[Collected data]
· · · · ·

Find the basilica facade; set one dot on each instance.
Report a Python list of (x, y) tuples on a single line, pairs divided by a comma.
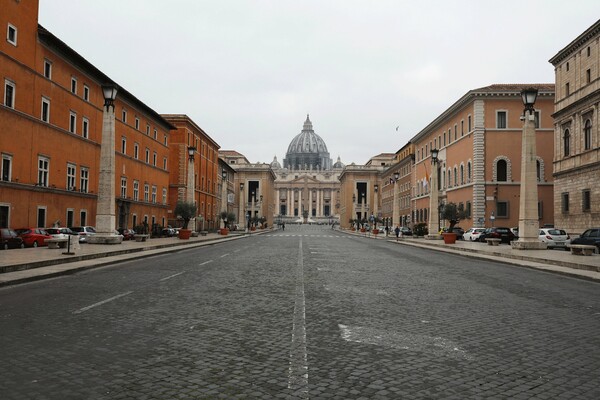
[(307, 186)]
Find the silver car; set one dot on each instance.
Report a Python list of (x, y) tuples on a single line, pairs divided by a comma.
[(555, 238)]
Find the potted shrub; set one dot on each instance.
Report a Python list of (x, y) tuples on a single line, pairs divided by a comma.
[(452, 213), (185, 211)]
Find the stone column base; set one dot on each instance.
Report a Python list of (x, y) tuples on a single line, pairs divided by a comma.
[(433, 237), (528, 245), (102, 238)]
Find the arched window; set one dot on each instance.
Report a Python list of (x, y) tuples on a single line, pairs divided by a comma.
[(501, 171), (587, 134), (469, 176)]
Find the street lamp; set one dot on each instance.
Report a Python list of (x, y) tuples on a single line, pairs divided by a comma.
[(528, 202), (105, 214), (434, 223), (396, 204)]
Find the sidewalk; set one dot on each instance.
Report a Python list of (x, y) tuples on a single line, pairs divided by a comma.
[(30, 264), (26, 265), (555, 261)]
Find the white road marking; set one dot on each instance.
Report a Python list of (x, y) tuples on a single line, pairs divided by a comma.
[(404, 341), (298, 369), (172, 276), (101, 302)]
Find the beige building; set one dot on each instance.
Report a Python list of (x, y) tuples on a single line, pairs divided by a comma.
[(479, 143), (576, 141)]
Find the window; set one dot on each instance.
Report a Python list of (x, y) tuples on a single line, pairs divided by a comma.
[(71, 174), (501, 119), (9, 94), (123, 187), (85, 127), (586, 200), (6, 168), (136, 190), (73, 85), (47, 69), (564, 202), (501, 171), (502, 209), (566, 143), (45, 110), (41, 216), (84, 179), (11, 35), (43, 170), (72, 122), (587, 134), (588, 75)]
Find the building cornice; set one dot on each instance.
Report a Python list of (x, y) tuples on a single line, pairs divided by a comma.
[(576, 44)]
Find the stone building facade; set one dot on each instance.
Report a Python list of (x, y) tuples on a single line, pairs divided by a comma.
[(479, 143), (576, 138)]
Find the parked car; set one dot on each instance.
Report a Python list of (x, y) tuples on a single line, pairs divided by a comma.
[(555, 238), (473, 234), (457, 229), (33, 237), (405, 231), (10, 240), (59, 233), (83, 232), (589, 237), (127, 233), (498, 232)]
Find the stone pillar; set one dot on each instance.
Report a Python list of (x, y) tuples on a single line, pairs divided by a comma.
[(528, 204)]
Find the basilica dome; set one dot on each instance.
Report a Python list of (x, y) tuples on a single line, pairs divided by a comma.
[(307, 150)]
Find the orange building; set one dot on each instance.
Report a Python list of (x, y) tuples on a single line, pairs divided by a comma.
[(50, 133), (479, 143), (206, 172)]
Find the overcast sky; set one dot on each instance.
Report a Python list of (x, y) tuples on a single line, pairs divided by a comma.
[(248, 72)]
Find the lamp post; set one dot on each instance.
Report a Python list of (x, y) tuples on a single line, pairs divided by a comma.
[(434, 223), (105, 214), (242, 207), (396, 205), (528, 203)]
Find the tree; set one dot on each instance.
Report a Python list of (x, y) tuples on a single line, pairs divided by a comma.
[(185, 211), (453, 213)]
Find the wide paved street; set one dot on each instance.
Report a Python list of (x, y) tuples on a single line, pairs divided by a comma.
[(308, 312)]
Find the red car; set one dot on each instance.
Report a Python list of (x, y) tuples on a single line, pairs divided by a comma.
[(33, 237)]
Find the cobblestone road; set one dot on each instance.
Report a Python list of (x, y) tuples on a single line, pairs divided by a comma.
[(303, 313)]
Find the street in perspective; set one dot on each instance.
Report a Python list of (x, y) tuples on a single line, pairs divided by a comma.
[(307, 312)]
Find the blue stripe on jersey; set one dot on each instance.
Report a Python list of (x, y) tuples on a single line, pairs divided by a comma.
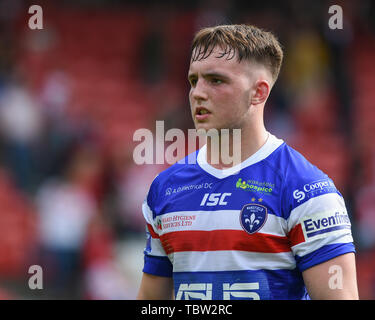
[(240, 285), (323, 254)]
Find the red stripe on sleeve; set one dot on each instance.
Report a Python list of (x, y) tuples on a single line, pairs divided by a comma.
[(223, 240)]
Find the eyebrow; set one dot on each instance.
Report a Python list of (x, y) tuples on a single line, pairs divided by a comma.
[(209, 75)]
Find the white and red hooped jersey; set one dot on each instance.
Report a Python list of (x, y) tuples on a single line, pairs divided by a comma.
[(247, 232)]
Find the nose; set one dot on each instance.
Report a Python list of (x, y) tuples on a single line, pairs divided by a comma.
[(198, 92)]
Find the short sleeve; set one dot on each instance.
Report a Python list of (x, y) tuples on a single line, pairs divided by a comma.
[(319, 227), (156, 261)]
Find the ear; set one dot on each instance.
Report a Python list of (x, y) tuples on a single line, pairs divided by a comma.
[(261, 92)]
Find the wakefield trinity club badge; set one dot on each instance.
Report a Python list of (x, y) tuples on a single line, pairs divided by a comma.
[(253, 217)]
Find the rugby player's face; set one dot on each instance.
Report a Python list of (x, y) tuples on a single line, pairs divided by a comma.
[(220, 91)]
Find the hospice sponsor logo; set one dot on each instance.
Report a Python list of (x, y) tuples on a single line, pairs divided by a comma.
[(204, 185), (255, 186), (323, 224), (313, 189)]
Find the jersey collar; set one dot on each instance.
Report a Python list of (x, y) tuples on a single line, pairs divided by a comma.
[(270, 146)]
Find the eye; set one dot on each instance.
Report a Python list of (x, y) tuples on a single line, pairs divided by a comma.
[(216, 81), (193, 81)]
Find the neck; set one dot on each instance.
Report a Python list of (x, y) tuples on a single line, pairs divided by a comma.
[(229, 149)]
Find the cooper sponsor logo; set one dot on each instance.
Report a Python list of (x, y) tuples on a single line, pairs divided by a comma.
[(319, 185), (314, 188), (323, 223), (298, 195)]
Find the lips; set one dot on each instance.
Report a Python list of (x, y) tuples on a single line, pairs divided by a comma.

· · · · ·

- _SET EXERCISE_:
Can you reproduce every row above word for word, leaving out the pictures?

- _REPLY TO THE TASK_:
Find the basilica facade; set one dot on each instance.
Report a Python list of (x, y) tuples on a single line, pairs divided by a comma.
[(307, 186)]
Find the silver car; set one dot on each instance.
Report a Python list of (x, y) tuples on a single line, pairs divided by a comma.
[(555, 238)]
Find the potted shrub; set one dot on each instance.
Report a Python list of (x, y) tuples on a single line, pairs divided by a comma.
[(452, 213), (185, 211)]
Find the stone column base; set one dot on each instance.
Report a Python list of (x, y) tuples on a single line, pairs divided by a comma.
[(433, 237), (528, 245), (102, 238)]
Find the arched window; set one dot on each instance.
Report a Python list of (x, y) tuples on a single line, pairs divided by a comma.
[(501, 171), (587, 134), (469, 176)]
Find the street lamp; set one dot on each instance.
Report a Python list of (x, y) tuples on a single line, pairs divided by a comma.
[(528, 202), (105, 214), (434, 223), (396, 204)]
Find the sidewalk; set one dot on each instance.
Report a Python list of (x, y) tuples on a single line, pairs divided by a comma.
[(30, 264), (26, 265), (555, 261)]
Find the white road marking; set one dot on each instance.
Report a Python list of (x, y) tuples on a single line, pairs divided by a comma.
[(404, 341), (298, 369), (172, 276), (101, 302)]
Find the beige building; set one dot on each instance.
Report a Python list of (x, y) tuples on a single line, pairs divided by a comma.
[(479, 143), (576, 141)]
Find the window; set one dot on each instance.
Report a Python list of (x, y) tuples on a single line, pairs divided by a comma.
[(71, 174), (501, 119), (9, 94), (123, 187), (85, 127), (586, 200), (6, 168), (136, 190), (73, 85), (47, 69), (564, 202), (501, 171), (502, 209), (566, 143), (45, 110), (41, 216), (84, 179), (11, 35), (43, 170), (72, 122), (587, 134), (588, 75)]
Find the building cornice; set one dot on each instance.
Report a Python list of (x, y) tuples on a single line, pairs divided by a comma.
[(576, 44)]
Find the stone building facade; set one dot on each instance.
Report a Python list of (x, y) tuples on a single line, pairs divided by a comma.
[(479, 143), (576, 138)]
Find the parked car; set one dot on each instance.
Report a Python list of (x, y) tuples on a single line, pairs divided by a comma.
[(555, 238), (473, 234), (457, 229), (33, 237), (405, 231), (10, 240), (59, 233), (83, 232), (589, 237), (127, 233), (498, 232)]
Find the stone pillar; set one dot on each instance.
Report a Python list of (x, y) tuples on a single line, pairs divided by a comma.
[(528, 204)]
Find the basilica dome; set one dot on each instance.
Report a Python list of (x, y) tuples on a single line, pairs divided by a comma.
[(307, 150)]
Find the orange building; set one dot on each instance.
Report a Python list of (x, y) tuples on a single line, pairs divided by a comma.
[(50, 133), (479, 143), (206, 172)]
Find the overcast sky; set one dot on each instance.
Report a Python list of (x, y) tuples on a single line, pairs divided by a comma.
[(248, 72)]
Find the lamp post; set one dot on each instance.
Report a Python list of (x, y) tuples on a single line, pairs divided by a comma.
[(434, 223), (105, 214), (242, 207), (396, 205), (528, 203)]
Find the tree; set one dot on each instance.
Report a Python list of (x, y) tuples on a single line, pairs divided by a comma.
[(185, 211), (453, 213)]
Find the wide paved street; set one dot on each instance.
Report a Python list of (x, y) tuples on a single line, pairs divided by a comma.
[(308, 312)]
Find the red car; set one dot on each instance.
Report a Python list of (x, y) tuples on a single line, pairs divided by a comma.
[(33, 237)]
Find the cobblestone road; set one dot on each instance.
Report a Python list of (x, y) tuples on a single line, pairs divided by a comma.
[(303, 313)]
Find the street in perspective; set one dot on each instance.
Report a Python list of (x, y) tuples on a single line, pairs divided by a comma.
[(307, 312)]
Find the blue stripe on jersey; set one dot on each instance.
Report a Python list of (x, y) tuples on a single line, pairs divided by a comma.
[(240, 285), (323, 254)]
Find the red stripe on sleeve; set one dot on each instance.
Report a Python list of (x, y) tuples on a single line, pairs divided by a comma.
[(223, 240)]
Find the eyebrow; set one dot on each instance.
Report a Python list of (x, y) tuples on a single line, pairs divided by a comma.
[(209, 75)]
Find the white and red hooped jersey; set one dot on each instance.
Report a Python list of (x, y) tuples on a single line, pairs divided by a comma.
[(247, 232)]
Find the nose; set one dot on each instance.
Report a Python list of (x, y) tuples on a single line, pairs divided by a comma.
[(198, 92)]
Find the short sleeve; set one dot on each instance.
Report a Python list of (x, y) tuples on a single line, pairs divided by a comma.
[(319, 227), (156, 261)]
Find the ear; set one dot on each instance.
Report a Python list of (x, y) tuples on a single line, pairs divided by a comma.
[(261, 92)]
Find the wakefield trinity club badge; set one dot on each instance.
Report a Python list of (x, y) tuples on a single line, pairs divided by a comma.
[(253, 217)]
Find the rugby player's face; set one dot on each instance.
Report a Python list of (x, y) tuples on a single line, pairs divided by a comma.
[(220, 91)]
Find the hospice sponsor logo; set one dot on each instance.
Report a Python list of (x, y) tuples on a single line, pairs divided by a comma.
[(204, 185), (255, 186), (323, 224), (313, 189)]
Find the jersey collar; set one dot on each instance.
Report a Python list of (x, y) tuples on a single line, pairs divided by a comma.
[(270, 146)]
Find the eye; set one dot on each instance.
Report a Python list of (x, y) tuples on a single line, pairs divided by a comma.
[(216, 81), (193, 81)]
Find the neck; set one dot on each instance.
Report a Python list of (x, y) tuples on a single line, pairs divided by a comma.
[(229, 149)]
Find the cooper sponsor logo; set one dot on each instance.
Report a Python list of (x, y) tuples on a single line, pairs divided by a comma.
[(319, 185), (314, 188), (323, 223), (298, 195)]
Find the lips; set one dot on each instance.
Report a Python list of (x, y) tuples on a single line, pairs divided by a comma.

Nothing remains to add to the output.